[WORK TASK A]: Name every measure the bone suppression abstract uses to compare the synthesized bone-suppressed radiographs with the bone-suppressed reference.
[WORK TASK B]: Proceed with the abstract on chest radiograph bone suppression, picking up after its final sentence.

[TEXT SECTION]:
Deep learning-based bone suppression in chest radiographs using CT-derived features: a feasibility study

Quant Imaging Med Surg. 2021 Dec;11(12):4807-4819. doi: 10.21037/qims-20-1230.

Abstract

Background: Bone suppression of chest X-ray holds the potential to improve the accuracy of target localization in image-guided radiation therapy (IGRT). However, the training dataset for bone suppression is limited because of the scarcity of bone-free radiographs. This study aims to develop a deep learning-based bone suppression method using CT-derived features to reduce the reliance on the bone-free dataset.

Methods: In this study, 59 high-resolution lung CT scans were processed to generate the lung digital radiographs (DRs), bone DRs, and bone-free DRs, for the training and internal validation of the proposed cascade convolutional neural network (CCNN). A three-stage image processing framework (CT segmentation, DR simulation, and feature expansion) was developed to expand simulated lung DRs with different weightings of bone intensity. The CCNN consists of a bone detection network and a bone suppression network. In external validation, the trained CCNN was evaluated using 30 chest radiographs. The synthesized bone-suppressed radiographs were compared with the bone-suppressed reference in terms of peak signal-to-noise ratio (PSNR), mean absolute error (MAE), structural similarity index measure (SSIM), and Spearman's correlation coefficient. Furthermore, the effectiveness of the proposed feature expansion method and CCNN model were assessed via the ablation experiment and replacement experiment, respectively.

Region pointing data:
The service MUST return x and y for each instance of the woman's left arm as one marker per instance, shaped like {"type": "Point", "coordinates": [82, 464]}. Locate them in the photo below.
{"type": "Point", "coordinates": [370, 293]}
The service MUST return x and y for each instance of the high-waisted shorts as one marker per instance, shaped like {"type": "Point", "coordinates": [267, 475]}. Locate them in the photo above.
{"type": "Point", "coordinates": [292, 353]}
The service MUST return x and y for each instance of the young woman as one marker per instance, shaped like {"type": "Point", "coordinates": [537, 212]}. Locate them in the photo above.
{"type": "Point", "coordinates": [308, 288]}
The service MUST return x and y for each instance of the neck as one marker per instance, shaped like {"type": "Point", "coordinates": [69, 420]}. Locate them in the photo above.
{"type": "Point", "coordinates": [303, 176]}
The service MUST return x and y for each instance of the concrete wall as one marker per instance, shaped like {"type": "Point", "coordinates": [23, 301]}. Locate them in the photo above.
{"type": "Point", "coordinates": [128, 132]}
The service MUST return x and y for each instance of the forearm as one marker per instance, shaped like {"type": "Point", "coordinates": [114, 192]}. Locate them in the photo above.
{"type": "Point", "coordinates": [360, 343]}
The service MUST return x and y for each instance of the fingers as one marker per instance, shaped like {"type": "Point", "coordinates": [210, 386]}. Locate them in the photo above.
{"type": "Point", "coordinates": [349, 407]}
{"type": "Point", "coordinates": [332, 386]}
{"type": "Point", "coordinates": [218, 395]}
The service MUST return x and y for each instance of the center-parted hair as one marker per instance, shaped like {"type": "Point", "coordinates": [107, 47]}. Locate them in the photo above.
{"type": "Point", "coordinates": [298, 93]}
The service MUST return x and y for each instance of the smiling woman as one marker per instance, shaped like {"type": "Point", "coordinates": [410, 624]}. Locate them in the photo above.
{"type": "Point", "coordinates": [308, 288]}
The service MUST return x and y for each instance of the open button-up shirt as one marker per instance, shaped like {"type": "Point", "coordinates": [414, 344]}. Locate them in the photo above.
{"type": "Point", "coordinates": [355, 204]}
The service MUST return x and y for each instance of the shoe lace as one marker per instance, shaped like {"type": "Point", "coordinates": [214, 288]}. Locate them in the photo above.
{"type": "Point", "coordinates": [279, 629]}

[EXPECTED ANSWER A]: Peak signal-to-noise ratio (PSNR), mean absolute error (MAE), structural similarity index measure (SSIM), and Spearman's correlation coefficient.

[EXPECTED ANSWER B]:
Results: Evaluation on real chest radiographs showed that the bone-suppressed chest radiographs closely matched with the bone-suppressed reference, achieving an accuracy of MAE =0.0087±0.0030, SSIM =0.8458±0.0317, correlation of 0.9554±0.0170, and PNSR of 20.86±1.60. After removing the feature expansion from the CCNN model, the performance decreased in terms of MAE (0.0294±0.0093, -237.9%), SSIM (0.7747±0.0.0416, -8.4%), correlation (0.8772±0.0271, -8.2%), and PSNR (15.53±1.42, -25.5%) metrics.

Conclusions: We successfully demonstrated a novel deep learning-based bone suppression method using CT-derived features to reduce the reliance on the bone-free dataset. Implementation of the feature expansion procedures resulted in a remarkable reinforcement of the model performance. For the application of target localization in IGRT, the clinical testing of the proposed method in the context of radiation therapy is a necessary procedure to move from theory into practice.

Keywords: Bone suppression; cascade neural network; chest X-ray; chest radiograph; deep learning.